Text for analysis -
The Missa Sine nomine is a setting of the Ordinary of the Mass by Renaissance composer Josquin des Prez. It is a work of his maturity, probably dating from the period after he returned to Condé-sur-l'Escaut in 1504. It is one of Josquin's only masses not to be based on pre-existing material, and like the Missa ad fugam, it is a canonic mass.

The circumstances of its composition are unknown. Since its first appearance was in Ottaviano Petrucci's third book of Josquin's masses (Fossombrone, 1514), and since it then also appeared in later manuscript copies, it is presumed that it was relatively recently composed at the time of publication; in addition stylistic characteristics suggest it was a late work. Josquin wrote only two canonic masses, the Missa ad fugam and the Missa sine nomine; they seem to stand at opposite ends of his career, and in the latter work he seemed to revisit some of the compositional problems he tackled in his early work in order to solve them a different way.

As in most musical settings of the mass Ordinary, it is in five parts:

1. Kyrie
2. Gloria
3. Credo
4. Sanctus
5. Agnus Dei

The melodic material on which the mass is based, "Sine nomine" (without a name), is either freely composed or from a source which has not been identified. All voices take part in the numerous canons, and the texture is often fully imitative. The movements generally become fuller in texture with faster note values as they progress, giving each a dramatic curve, and several end with ostinato patterns.

The work is likely a tribute to Johannes Ockeghem, who may have been Josquin's teacher or mentor, according to the testimony of several 16th century writers as well as internal evidence in many of Josquin's compositions. Not only is the mass indebted to Ockeghem through its use of elaborate canonic techniques, its modal ambiguity, and its avoidance of head-motifs to unify sections, but it directly quotes the lament Josquin wrote on Ockeghem's death – Nymphes des bois – in the et incarnatus section of the Credo, a part of the mass that Josquin often reserved for his most striking textural contrasts or effects.

The unconstrained compositional methods that Josquin employed in writing this mass foreshadowed what was probably his next work, the Missa Pange lingua, which was an extended fantasy on a plainsong, and which was probably his last mass.

Supplied records -

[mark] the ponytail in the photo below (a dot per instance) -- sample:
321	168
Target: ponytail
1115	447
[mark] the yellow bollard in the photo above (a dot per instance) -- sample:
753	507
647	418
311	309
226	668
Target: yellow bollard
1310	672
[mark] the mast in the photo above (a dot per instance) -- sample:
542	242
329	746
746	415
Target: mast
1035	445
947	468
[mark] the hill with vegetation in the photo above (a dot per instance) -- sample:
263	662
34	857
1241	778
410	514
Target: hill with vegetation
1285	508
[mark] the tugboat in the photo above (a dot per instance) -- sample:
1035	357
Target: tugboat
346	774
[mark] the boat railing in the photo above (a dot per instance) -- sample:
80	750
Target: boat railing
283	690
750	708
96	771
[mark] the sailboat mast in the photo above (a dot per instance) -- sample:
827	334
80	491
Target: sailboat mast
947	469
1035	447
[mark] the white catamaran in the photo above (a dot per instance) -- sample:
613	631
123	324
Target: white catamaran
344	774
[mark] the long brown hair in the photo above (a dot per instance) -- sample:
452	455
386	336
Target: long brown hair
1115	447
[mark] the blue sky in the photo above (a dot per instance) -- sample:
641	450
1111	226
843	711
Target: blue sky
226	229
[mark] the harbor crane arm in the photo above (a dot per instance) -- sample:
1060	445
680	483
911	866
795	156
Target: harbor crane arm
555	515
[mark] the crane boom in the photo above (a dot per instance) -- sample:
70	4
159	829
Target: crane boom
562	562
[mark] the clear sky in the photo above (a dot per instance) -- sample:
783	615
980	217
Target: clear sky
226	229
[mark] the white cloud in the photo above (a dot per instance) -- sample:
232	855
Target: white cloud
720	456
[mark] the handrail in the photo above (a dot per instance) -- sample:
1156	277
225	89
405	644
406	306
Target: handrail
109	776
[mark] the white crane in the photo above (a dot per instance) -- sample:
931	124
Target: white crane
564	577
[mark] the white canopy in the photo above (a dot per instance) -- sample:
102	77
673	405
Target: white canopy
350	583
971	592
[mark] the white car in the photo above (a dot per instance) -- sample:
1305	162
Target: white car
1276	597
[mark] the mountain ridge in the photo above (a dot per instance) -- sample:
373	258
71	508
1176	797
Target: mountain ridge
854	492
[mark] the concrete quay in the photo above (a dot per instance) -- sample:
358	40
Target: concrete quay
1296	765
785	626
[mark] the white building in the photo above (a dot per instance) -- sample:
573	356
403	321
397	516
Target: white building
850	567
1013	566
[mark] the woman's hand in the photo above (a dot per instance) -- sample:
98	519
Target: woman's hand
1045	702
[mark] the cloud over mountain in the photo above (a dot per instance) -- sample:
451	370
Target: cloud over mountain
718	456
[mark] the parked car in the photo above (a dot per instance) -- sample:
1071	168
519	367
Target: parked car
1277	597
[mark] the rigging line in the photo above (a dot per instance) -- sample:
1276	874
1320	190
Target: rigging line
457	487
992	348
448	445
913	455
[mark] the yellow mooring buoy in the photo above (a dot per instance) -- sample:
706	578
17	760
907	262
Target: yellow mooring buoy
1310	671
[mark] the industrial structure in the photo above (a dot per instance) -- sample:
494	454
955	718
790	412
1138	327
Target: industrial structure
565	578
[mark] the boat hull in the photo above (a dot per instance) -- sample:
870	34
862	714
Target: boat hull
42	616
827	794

Task A -
Using the passage on the Missa Sine nomine, answer these questions:
(i) In what year did Josquin return to Condé-sur-l'Escaut?
(ii) Which lament does the mass quote, and in which section of the Credo?
(iii) Which work was probably Josquin's next after this mass?
Task B -
Decide whether each statement below agrees with the passage on the Missa Sine nomine, and support each yes or no with the deciding words from the passage.
(i) The mass first appeared in print in Petrucci's third book of Josquin's masses, in 1514.
(ii) Josquin wrote four canonic masses.
(iii) The mass uses head-motifs to unify its sections.
Task C - Reproduce word for word everything in the passage on the Missa Sine nomine from "The melodic material" down to "with ostinato patterns.".

Task answer A -
(i) 1504
(ii) Nymphes des bois, in the et incarnatus section
(iii) The Missa Pange lingua

Task answer B -
(i) Yes: "Since its first appearance was in Ottaviano Petrucci's third book of Josquin's masses (Fossombrone, 1514)"
(ii) No: "Josquin wrote only two canonic masses"
(iii) No: "its avoidance of head-motifs to unify sections"

Task answer C -
The melodic material on which the mass is based, "Sine nomine" (without a name), is either freely composed or from a source which has not been identified. All voices take part in the numerous canons, and the texture is often fully imitative. The movements generally become fuller in texture with faster note values as they progress, giving each a dramatic curve, and several end with ostinato patterns.